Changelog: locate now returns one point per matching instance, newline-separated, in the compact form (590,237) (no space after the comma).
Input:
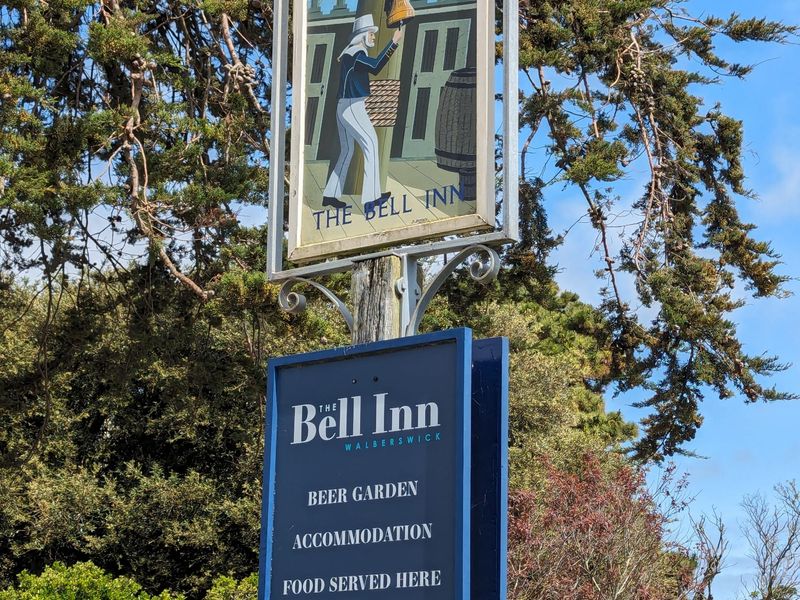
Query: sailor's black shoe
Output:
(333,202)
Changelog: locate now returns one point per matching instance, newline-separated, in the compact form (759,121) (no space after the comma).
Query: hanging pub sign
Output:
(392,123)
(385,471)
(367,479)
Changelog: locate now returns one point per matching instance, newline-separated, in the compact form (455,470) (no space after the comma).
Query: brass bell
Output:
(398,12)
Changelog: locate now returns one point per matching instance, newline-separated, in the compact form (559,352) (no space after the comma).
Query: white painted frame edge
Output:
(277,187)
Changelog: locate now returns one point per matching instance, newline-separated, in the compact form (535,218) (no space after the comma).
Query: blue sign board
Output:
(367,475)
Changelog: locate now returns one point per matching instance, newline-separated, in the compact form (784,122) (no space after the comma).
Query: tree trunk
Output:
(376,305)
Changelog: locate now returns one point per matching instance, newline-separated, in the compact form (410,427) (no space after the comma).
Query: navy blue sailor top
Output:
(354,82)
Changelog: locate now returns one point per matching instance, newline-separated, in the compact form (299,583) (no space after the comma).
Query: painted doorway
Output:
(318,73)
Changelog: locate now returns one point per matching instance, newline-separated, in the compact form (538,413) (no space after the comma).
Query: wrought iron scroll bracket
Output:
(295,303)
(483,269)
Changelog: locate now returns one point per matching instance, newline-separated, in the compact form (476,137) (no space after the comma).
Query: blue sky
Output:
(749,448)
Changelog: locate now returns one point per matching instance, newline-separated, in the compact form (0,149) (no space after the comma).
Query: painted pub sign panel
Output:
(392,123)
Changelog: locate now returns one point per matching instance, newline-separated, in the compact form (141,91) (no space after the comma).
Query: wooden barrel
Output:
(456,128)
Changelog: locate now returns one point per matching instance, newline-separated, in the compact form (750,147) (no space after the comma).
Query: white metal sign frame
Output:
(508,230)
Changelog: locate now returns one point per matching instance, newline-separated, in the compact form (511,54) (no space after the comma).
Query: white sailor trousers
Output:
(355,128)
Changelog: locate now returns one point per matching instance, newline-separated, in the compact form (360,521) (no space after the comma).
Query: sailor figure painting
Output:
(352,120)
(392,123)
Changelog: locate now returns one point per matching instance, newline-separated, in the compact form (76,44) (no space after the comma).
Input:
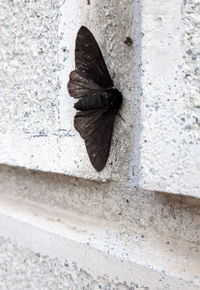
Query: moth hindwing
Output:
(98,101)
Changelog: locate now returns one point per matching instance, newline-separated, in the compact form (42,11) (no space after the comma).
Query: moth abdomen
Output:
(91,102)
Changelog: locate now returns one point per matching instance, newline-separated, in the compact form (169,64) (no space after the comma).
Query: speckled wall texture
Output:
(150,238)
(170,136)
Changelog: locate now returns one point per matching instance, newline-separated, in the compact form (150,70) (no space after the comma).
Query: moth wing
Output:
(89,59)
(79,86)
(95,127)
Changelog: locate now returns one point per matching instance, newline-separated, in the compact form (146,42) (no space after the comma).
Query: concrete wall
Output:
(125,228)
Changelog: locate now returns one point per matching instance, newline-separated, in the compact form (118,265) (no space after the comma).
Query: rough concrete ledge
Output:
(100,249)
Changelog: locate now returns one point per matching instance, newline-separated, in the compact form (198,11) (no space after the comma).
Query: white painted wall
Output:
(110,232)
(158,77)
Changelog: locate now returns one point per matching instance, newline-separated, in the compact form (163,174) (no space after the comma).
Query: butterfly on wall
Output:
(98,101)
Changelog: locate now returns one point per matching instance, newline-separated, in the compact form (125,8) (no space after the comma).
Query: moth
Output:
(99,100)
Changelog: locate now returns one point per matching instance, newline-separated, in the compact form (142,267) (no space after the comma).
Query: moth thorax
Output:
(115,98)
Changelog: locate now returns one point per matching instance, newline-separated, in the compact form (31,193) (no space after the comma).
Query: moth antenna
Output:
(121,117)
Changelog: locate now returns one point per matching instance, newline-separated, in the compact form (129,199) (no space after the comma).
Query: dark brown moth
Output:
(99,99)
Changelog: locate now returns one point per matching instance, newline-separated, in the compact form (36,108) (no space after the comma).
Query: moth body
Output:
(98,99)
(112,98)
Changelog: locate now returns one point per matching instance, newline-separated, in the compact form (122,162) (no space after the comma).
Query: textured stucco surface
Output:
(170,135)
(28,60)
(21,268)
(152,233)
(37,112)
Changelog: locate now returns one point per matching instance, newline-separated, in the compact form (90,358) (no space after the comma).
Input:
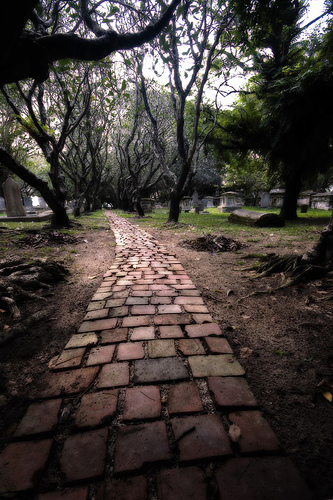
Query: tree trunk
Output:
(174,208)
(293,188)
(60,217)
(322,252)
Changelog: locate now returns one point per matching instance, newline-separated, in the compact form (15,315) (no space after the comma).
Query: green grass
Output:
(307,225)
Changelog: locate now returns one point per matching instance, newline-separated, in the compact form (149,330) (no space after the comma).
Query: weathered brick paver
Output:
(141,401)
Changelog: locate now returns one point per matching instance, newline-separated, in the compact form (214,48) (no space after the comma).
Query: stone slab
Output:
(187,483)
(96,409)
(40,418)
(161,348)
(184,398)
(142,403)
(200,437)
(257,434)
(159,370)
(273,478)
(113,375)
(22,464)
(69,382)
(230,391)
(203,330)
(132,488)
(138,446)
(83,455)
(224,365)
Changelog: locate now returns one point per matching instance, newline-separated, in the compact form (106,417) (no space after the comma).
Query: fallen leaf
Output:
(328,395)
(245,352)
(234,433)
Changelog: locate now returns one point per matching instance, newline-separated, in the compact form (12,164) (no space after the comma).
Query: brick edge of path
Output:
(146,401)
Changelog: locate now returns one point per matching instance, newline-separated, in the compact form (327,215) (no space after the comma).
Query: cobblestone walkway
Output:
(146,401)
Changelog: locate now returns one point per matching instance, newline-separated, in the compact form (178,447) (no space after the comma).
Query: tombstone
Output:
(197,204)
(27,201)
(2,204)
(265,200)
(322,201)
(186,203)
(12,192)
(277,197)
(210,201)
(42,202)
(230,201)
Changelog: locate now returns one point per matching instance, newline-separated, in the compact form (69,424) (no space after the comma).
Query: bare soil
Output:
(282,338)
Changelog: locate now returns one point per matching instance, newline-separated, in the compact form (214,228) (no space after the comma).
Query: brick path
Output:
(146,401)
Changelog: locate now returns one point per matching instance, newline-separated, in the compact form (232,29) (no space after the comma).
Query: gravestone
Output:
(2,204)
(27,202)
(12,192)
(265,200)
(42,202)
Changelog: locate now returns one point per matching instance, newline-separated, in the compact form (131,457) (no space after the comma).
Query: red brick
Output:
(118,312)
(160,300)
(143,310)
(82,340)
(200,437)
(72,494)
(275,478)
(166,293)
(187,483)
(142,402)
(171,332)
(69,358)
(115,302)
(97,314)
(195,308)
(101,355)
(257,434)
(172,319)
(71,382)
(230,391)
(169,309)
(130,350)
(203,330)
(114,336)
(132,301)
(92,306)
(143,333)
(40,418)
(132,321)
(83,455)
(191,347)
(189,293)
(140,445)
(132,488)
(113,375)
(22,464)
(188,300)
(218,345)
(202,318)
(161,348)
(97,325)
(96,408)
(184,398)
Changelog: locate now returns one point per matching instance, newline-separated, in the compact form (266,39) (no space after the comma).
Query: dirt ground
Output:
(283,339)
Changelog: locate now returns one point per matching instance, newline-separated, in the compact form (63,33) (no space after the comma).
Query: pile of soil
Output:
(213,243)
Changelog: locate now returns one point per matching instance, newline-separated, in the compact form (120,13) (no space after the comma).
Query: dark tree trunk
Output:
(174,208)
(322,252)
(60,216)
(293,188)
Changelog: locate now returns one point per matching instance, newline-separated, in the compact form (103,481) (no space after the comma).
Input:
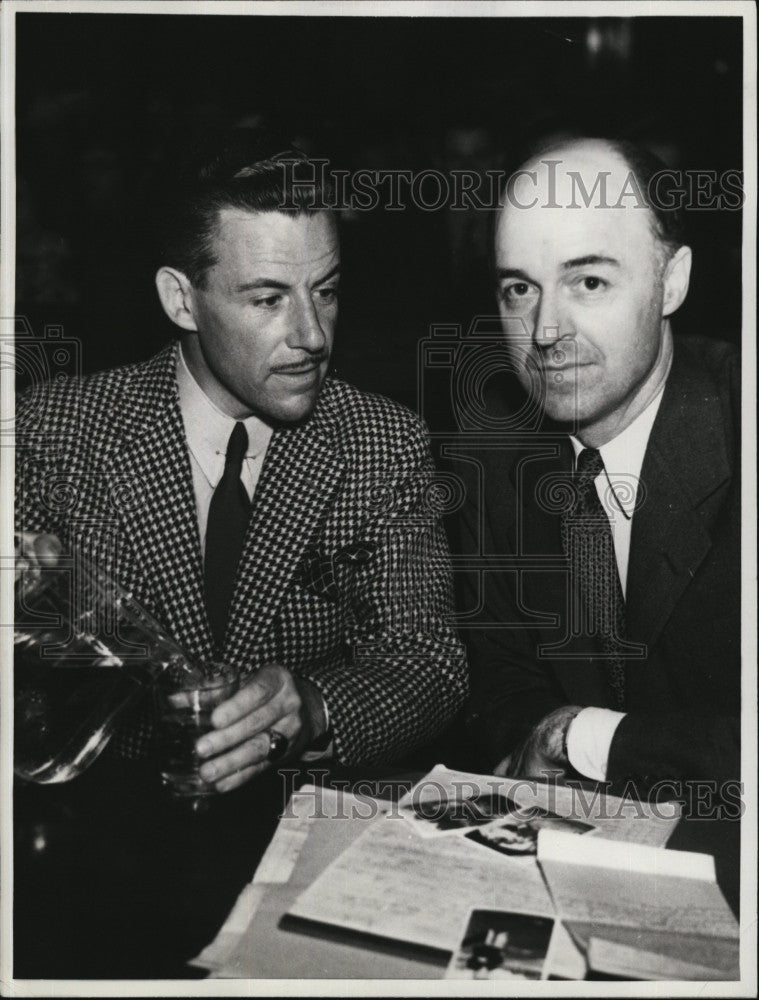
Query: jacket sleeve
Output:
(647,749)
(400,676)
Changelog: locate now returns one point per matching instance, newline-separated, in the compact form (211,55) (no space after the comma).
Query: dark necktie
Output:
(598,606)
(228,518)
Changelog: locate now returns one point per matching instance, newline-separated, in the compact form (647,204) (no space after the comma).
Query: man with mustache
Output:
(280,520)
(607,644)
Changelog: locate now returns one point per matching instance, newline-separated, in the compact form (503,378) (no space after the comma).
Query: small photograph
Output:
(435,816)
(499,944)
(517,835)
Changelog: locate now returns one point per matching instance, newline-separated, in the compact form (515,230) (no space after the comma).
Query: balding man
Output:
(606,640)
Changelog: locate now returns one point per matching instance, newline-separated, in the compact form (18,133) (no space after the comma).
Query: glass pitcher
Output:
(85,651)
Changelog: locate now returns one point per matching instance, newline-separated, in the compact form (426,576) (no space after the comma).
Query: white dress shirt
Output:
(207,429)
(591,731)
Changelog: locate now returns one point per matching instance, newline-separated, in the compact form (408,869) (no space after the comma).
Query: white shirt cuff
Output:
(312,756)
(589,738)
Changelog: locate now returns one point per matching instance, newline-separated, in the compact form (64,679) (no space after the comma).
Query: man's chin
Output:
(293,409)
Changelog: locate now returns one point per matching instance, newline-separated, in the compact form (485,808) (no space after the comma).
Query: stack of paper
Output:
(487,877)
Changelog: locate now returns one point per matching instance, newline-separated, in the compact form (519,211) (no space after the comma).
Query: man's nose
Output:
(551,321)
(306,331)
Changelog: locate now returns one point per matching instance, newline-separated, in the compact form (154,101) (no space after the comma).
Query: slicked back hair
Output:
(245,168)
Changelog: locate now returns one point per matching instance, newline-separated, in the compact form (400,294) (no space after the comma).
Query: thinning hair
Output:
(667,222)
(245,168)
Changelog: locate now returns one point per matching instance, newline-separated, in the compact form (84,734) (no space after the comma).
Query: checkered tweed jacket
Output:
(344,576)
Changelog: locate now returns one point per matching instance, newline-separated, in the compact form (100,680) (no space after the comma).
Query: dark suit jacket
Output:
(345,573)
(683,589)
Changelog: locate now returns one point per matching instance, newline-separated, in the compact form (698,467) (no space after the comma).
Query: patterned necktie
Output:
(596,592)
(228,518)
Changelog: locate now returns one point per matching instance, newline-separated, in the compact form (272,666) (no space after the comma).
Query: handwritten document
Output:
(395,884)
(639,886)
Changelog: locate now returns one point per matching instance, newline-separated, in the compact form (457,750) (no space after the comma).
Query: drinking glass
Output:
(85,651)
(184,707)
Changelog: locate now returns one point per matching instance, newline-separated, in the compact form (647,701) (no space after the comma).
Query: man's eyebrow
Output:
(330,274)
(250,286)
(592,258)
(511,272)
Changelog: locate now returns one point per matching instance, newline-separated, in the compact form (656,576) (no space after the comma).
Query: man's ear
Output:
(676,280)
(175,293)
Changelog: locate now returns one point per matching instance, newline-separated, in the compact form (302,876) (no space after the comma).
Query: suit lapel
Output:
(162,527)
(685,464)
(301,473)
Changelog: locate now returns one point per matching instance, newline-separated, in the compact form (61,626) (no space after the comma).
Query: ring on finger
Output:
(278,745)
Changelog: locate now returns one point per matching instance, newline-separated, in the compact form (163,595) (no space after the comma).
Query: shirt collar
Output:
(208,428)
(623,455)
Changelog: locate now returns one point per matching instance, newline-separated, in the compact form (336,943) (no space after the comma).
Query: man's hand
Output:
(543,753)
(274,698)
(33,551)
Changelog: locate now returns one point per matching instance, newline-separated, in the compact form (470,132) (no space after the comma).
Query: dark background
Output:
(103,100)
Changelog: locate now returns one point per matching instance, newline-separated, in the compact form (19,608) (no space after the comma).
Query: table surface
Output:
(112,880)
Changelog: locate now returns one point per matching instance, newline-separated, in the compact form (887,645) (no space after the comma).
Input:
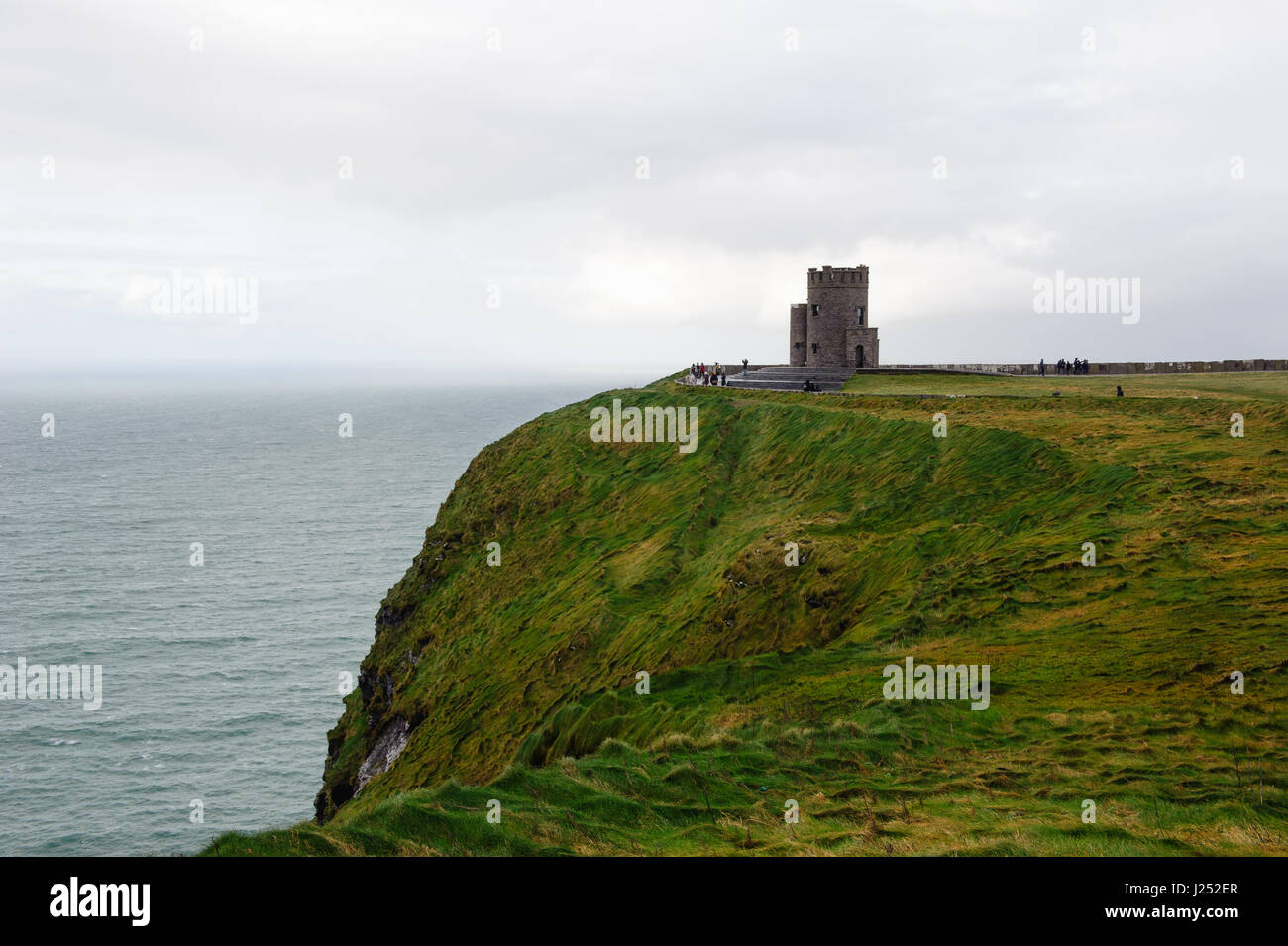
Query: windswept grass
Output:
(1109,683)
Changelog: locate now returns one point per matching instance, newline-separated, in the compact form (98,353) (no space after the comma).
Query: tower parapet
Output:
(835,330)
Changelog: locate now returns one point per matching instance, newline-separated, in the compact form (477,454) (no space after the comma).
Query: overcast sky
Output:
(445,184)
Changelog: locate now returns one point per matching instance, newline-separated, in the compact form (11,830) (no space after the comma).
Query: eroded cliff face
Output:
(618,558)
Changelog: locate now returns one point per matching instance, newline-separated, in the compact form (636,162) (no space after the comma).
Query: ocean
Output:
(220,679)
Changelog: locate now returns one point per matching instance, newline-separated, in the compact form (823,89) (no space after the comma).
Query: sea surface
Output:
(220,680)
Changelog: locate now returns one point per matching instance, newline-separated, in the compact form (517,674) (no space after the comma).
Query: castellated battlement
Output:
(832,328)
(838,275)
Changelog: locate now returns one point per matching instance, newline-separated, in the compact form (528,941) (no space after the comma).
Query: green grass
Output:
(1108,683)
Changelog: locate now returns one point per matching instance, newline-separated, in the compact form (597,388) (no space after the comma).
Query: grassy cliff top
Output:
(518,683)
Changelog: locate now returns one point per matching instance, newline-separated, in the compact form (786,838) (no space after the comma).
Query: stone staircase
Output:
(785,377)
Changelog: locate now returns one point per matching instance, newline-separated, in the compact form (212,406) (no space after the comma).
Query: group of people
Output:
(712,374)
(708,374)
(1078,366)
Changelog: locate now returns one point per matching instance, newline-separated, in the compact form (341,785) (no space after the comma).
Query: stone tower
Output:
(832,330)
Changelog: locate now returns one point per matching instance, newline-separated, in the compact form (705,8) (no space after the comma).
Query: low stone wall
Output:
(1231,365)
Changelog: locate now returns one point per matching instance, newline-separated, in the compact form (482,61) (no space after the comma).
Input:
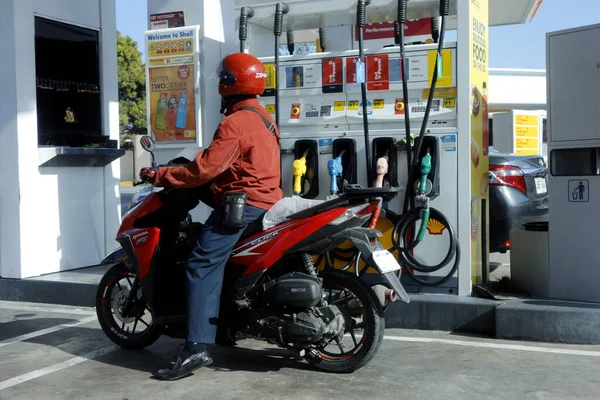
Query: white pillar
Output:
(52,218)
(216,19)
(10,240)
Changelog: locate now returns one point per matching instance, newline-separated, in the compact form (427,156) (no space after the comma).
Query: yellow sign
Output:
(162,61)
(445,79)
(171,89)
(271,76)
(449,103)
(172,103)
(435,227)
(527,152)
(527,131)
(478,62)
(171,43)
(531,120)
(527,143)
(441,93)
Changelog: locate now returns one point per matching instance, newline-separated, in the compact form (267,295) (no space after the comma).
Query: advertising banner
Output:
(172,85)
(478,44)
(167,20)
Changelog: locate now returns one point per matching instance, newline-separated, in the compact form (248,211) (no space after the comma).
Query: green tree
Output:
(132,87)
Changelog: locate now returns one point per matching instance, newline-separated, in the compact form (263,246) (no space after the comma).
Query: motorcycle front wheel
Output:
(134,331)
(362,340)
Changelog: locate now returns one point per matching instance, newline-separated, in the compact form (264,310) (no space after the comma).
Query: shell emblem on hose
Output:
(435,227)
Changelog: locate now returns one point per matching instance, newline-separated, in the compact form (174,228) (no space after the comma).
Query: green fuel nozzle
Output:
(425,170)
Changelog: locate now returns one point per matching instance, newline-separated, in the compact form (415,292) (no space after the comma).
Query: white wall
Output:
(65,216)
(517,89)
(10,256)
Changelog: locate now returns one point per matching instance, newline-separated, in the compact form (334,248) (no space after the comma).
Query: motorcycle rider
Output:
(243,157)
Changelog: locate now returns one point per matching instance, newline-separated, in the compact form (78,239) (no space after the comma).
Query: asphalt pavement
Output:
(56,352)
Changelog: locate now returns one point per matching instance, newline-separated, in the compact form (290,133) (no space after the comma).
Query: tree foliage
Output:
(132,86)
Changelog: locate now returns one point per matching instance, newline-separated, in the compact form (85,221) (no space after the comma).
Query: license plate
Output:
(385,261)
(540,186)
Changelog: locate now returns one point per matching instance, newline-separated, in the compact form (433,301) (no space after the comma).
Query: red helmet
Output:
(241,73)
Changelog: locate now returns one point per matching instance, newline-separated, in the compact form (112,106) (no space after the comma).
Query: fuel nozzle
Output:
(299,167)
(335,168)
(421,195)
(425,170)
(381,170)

WHAT TO WORK ON >> Reproduce the entries verbatim, starting at the line that contains "(290,133) (no space after the comma)." and ending at the last line of the entries, with both ends included.

EXERCISE SOLUTION >>
Changelog: locate now returns one point per matching instance, newline-separated, in the compact form (290,133) (no space after the comma).
Query: tree foliage
Output:
(132,86)
Changelog: locate now returns one point per matching instance, newline-separated, in the compact form (85,221) (no space after the comma).
Query: license plate
Output:
(385,261)
(540,186)
Changelog: locate now returns one point per matching instance, newline-separated, in the compact form (433,301) (no space after the comma).
Query: red helmet
Output:
(241,73)
Changelog: locate now returns one point per matching instance, newline-separated, in the compact form (112,106) (no space after the comma).
Query: fuel nozzle
Output:
(299,167)
(335,168)
(421,195)
(425,170)
(381,170)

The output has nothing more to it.